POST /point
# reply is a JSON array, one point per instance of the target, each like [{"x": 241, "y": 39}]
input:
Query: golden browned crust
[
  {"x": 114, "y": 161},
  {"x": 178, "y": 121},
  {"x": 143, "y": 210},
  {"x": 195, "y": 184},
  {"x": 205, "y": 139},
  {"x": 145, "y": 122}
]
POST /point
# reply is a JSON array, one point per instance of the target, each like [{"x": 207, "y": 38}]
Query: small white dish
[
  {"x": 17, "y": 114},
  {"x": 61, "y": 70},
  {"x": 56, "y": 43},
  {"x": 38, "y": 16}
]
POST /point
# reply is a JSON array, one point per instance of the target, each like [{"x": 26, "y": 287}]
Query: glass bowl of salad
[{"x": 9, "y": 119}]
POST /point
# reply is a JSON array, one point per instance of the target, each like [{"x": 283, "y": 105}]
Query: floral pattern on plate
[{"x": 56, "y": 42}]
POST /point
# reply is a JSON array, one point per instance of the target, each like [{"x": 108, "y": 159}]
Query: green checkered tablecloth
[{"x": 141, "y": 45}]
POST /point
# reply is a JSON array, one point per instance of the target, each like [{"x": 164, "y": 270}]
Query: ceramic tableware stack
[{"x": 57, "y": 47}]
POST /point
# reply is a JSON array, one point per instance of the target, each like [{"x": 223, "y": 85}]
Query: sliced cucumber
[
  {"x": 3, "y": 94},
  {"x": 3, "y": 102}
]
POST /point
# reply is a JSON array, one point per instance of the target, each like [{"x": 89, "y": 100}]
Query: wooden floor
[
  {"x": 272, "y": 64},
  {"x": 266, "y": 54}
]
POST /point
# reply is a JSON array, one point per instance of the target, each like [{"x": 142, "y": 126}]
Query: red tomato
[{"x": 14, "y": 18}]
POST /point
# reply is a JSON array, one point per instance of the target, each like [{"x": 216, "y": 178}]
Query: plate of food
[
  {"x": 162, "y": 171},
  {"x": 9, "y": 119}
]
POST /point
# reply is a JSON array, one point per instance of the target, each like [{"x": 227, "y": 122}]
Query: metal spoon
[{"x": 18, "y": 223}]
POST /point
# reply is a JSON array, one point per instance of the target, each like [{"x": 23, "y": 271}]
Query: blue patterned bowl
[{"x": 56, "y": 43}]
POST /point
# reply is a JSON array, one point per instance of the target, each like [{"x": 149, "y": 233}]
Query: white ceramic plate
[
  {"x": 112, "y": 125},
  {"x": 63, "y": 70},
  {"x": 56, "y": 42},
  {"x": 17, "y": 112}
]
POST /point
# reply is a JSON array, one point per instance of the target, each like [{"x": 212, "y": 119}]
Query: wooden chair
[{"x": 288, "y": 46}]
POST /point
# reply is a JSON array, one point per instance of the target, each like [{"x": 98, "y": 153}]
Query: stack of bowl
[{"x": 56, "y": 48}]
_ _ _ _ _ _ _
What to work on:
None of the lines above may be skipped. Transcribe each one exactly.

Answer to this problem:
POST /point
# reply is a JSON array, one point per instance of the target, each like [{"x": 241, "y": 39}]
input:
Query: golden browned crust
[
  {"x": 114, "y": 161},
  {"x": 178, "y": 121},
  {"x": 143, "y": 210},
  {"x": 195, "y": 184},
  {"x": 205, "y": 139},
  {"x": 145, "y": 122}
]
POST /point
# reply is a JSON array, one point per instance of the target, each like [{"x": 207, "y": 38}]
Query: small white dish
[
  {"x": 17, "y": 114},
  {"x": 61, "y": 70},
  {"x": 56, "y": 43},
  {"x": 38, "y": 16}
]
POST /point
# reply is a JSON array, one point per instance of the target, each like [{"x": 26, "y": 287}]
Query: glass bowl of salad
[{"x": 9, "y": 119}]
POST /point
# reply is a JSON array, one point per instance of the target, each like [{"x": 283, "y": 105}]
Query: floral pattern on plate
[{"x": 56, "y": 42}]
POST /point
# reply is a JSON array, one point per instance of the target, each like [{"x": 108, "y": 159}]
Query: green checkered tablecloth
[{"x": 141, "y": 45}]
POST /point
# reply is a JSON array, one point per instance of the target, each like [{"x": 164, "y": 270}]
Query: ceramic tableware stack
[{"x": 57, "y": 47}]
POST /point
# reply is a JSON array, one point per instance of the target, each like [{"x": 223, "y": 85}]
Query: sliced cucumber
[
  {"x": 3, "y": 94},
  {"x": 3, "y": 102}
]
POST /point
# reply is a JSON array, one point per instance of the target, each like [{"x": 89, "y": 100}]
Query: wooden floor
[
  {"x": 272, "y": 64},
  {"x": 266, "y": 54}
]
POST /point
# reply is a JSON array, one point per instance of the target, each like [{"x": 142, "y": 126}]
Query: red tomato
[{"x": 14, "y": 18}]
POST /point
# reply is a JSON array, one point per instance of the target, each like [{"x": 216, "y": 178}]
Query: plate of food
[
  {"x": 162, "y": 171},
  {"x": 9, "y": 119}
]
POST /point
# reply is a JSON array, one point per instance of the target, each like [{"x": 227, "y": 122}]
Query: metal spoon
[{"x": 18, "y": 223}]
POST /point
# reply is a JSON array, one point per instance of the target, each like [{"x": 23, "y": 271}]
Query: blue patterned bowl
[{"x": 56, "y": 43}]
POST /point
# reply is a JSON array, one point per instance of the target, each like [{"x": 149, "y": 233}]
Query: white ceramic plate
[
  {"x": 112, "y": 125},
  {"x": 63, "y": 70},
  {"x": 56, "y": 42},
  {"x": 17, "y": 112}
]
POST /point
# reply is a JSON array, one point per instance of the target, each like [{"x": 212, "y": 119}]
Query: wooden chair
[{"x": 288, "y": 46}]
POST /point
# reply is a JSON array, one point per instance of the target, each like [{"x": 98, "y": 153}]
Query: stack of bowl
[{"x": 56, "y": 48}]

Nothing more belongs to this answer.